## PROBLEM REQUIREMENTS
Pull out every line in the entries below that contains the string "points".

## RECORDS SHOWN
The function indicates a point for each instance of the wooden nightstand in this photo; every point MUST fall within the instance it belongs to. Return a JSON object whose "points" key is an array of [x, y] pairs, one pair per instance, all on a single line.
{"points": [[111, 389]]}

* * *

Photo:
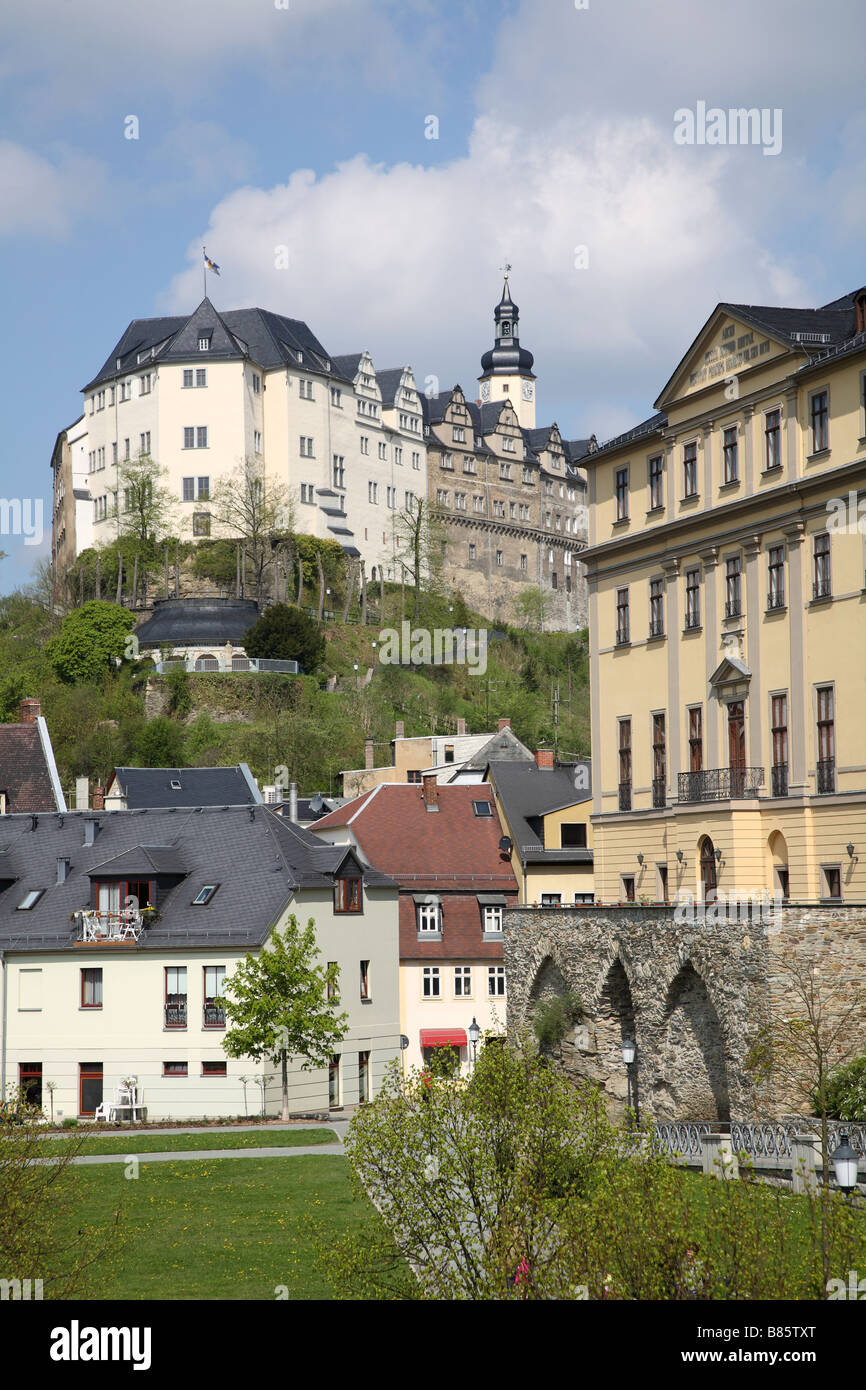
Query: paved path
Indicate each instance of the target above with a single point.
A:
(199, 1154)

--

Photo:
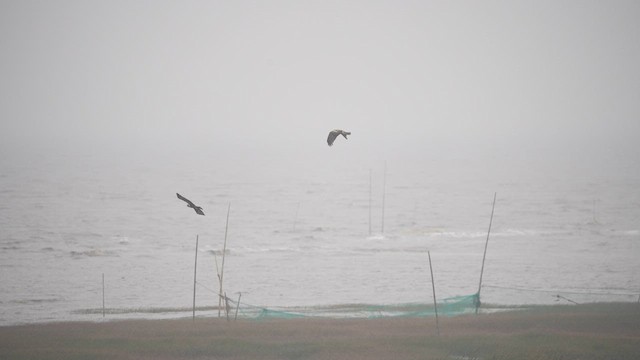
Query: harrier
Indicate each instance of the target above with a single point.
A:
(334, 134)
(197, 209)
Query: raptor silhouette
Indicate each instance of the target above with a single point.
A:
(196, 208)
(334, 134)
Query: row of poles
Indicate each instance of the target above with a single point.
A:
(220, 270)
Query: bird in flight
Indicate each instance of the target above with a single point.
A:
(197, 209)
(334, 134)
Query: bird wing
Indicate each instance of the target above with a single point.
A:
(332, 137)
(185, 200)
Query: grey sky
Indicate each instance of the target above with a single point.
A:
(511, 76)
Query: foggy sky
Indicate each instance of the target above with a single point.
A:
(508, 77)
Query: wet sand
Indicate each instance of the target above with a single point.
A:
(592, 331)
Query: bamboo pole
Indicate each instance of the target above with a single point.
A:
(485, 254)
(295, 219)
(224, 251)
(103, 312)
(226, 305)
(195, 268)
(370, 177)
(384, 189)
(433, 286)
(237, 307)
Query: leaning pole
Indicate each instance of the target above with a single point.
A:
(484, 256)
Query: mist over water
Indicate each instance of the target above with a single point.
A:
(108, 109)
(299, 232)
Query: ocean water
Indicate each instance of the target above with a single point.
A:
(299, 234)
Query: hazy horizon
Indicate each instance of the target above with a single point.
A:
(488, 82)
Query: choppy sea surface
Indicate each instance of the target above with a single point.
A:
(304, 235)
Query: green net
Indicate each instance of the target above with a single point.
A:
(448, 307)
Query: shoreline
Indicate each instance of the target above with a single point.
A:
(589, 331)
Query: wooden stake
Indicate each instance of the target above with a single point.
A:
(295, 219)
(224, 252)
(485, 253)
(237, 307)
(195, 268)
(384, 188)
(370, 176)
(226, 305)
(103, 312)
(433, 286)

## OUTPUT OF THE TASK
The function indicates a point for each instance of the wooden nightstand in this photo; every point MUST fall within the instance it belongs to. Return a JSON object whose "points" key is an array of [x, y] pairs, one pair per instance, all on a single line.
{"points": [[111, 389]]}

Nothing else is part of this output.